Instructions for the task: Leave out every line before the one containing "[mark] the window", and repeat the rest of the material below exactly, that line included.
Segment Start: Dataset entries
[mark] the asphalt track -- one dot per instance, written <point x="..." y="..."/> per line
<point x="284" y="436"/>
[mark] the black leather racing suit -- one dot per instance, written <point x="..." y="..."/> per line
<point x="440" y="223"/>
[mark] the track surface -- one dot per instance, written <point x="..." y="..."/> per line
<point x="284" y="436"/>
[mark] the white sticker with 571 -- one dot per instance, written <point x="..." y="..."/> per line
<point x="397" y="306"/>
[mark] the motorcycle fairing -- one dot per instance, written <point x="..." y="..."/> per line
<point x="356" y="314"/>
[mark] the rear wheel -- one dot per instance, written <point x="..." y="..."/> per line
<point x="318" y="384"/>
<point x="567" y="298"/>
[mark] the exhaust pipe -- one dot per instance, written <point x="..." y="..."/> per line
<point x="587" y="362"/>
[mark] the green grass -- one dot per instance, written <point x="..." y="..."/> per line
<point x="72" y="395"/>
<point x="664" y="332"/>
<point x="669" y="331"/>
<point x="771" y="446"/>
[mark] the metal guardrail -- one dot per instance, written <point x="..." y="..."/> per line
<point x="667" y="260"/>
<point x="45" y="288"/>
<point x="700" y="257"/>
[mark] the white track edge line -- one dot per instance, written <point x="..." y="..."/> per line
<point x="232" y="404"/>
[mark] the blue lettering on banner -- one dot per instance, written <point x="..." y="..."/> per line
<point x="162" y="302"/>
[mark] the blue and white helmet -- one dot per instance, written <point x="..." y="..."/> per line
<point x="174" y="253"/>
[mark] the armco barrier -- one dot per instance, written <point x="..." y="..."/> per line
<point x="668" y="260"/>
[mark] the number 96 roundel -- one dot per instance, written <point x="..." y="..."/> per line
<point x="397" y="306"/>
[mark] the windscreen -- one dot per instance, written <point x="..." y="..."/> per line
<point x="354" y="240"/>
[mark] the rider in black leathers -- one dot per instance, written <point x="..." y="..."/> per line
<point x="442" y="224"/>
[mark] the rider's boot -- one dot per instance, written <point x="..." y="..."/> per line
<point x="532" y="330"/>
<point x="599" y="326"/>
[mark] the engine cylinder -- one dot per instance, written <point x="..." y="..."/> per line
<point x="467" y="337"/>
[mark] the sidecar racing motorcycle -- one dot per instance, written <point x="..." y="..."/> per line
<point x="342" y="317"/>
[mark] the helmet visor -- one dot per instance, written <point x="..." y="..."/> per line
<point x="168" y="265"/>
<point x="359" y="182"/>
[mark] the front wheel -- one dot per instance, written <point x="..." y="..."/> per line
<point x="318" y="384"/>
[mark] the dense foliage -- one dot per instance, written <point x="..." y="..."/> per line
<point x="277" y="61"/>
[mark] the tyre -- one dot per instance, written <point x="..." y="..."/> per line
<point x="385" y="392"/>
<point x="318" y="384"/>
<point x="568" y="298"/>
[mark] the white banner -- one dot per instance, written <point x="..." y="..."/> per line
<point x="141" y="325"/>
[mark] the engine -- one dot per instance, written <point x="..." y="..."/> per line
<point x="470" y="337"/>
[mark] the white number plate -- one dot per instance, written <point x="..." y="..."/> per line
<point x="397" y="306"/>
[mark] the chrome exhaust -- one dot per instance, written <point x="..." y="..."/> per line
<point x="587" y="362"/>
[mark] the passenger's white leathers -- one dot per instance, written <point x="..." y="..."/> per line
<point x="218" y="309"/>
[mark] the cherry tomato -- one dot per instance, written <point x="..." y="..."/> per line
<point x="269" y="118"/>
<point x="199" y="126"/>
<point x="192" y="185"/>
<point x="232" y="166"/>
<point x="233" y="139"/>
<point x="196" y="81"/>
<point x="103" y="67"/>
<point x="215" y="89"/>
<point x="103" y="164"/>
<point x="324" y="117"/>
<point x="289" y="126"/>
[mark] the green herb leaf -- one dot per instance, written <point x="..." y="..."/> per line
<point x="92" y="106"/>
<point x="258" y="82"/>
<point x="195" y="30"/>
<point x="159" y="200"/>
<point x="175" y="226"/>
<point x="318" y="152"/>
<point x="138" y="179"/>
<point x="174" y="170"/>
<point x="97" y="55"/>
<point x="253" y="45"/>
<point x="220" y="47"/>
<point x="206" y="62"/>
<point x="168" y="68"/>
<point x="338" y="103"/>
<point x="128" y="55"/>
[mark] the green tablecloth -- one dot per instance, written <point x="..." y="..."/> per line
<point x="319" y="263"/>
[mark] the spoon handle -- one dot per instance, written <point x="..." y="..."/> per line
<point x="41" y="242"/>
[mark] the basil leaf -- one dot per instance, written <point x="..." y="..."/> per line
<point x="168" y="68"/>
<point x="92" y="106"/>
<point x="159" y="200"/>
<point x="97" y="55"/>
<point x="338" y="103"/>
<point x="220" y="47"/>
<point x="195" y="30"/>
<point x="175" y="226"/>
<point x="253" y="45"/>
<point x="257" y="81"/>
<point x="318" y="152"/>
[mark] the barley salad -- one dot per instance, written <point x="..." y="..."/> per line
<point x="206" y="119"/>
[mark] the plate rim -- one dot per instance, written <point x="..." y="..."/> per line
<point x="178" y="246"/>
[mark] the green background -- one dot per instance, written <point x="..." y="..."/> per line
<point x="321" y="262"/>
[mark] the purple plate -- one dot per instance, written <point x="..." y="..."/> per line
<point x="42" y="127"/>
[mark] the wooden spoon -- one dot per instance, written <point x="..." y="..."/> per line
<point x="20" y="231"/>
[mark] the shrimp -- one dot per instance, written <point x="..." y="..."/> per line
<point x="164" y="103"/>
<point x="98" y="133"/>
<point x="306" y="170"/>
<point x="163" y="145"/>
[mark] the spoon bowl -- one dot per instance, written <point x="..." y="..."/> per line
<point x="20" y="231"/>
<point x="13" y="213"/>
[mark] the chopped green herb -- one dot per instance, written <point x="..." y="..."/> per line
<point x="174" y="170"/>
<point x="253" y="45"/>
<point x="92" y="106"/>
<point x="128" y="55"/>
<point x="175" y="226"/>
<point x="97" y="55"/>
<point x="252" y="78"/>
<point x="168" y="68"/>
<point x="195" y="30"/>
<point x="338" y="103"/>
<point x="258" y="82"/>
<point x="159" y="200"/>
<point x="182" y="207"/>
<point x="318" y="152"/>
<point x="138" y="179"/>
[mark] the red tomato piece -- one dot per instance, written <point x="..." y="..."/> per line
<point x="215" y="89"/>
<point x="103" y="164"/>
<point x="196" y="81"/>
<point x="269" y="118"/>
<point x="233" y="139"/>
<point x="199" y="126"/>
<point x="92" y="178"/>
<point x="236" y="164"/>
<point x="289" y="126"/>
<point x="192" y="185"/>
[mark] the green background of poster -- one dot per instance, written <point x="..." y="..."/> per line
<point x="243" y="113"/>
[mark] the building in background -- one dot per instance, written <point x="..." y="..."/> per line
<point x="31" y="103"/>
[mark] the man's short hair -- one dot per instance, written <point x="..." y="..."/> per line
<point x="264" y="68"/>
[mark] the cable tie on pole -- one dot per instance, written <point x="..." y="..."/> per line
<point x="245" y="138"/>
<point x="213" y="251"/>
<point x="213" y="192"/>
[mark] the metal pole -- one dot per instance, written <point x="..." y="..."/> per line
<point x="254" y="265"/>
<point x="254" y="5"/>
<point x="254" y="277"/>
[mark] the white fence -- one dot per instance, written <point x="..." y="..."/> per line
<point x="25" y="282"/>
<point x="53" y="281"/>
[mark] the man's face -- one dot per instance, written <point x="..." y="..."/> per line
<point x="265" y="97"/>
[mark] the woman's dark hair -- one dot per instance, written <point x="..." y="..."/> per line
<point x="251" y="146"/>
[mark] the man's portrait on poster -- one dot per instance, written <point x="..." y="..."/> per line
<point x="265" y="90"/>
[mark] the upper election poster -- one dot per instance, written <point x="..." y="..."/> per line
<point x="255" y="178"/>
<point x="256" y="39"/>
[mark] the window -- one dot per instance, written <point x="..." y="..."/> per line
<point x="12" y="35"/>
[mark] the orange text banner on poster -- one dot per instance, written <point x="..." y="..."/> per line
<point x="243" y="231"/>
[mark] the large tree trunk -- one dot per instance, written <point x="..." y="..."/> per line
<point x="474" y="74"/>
Segment End: Dataset entries
Finished task:
[mark] the window -- one dot per instance, written <point x="..." y="..."/> per line
<point x="12" y="35"/>
[mark] the orange text banner on poster -- one dot per instance, written <point x="..." y="..."/> per line
<point x="243" y="231"/>
[mark] the large tree trunk -- one dot per instance, written <point x="..." y="..."/> per line
<point x="474" y="74"/>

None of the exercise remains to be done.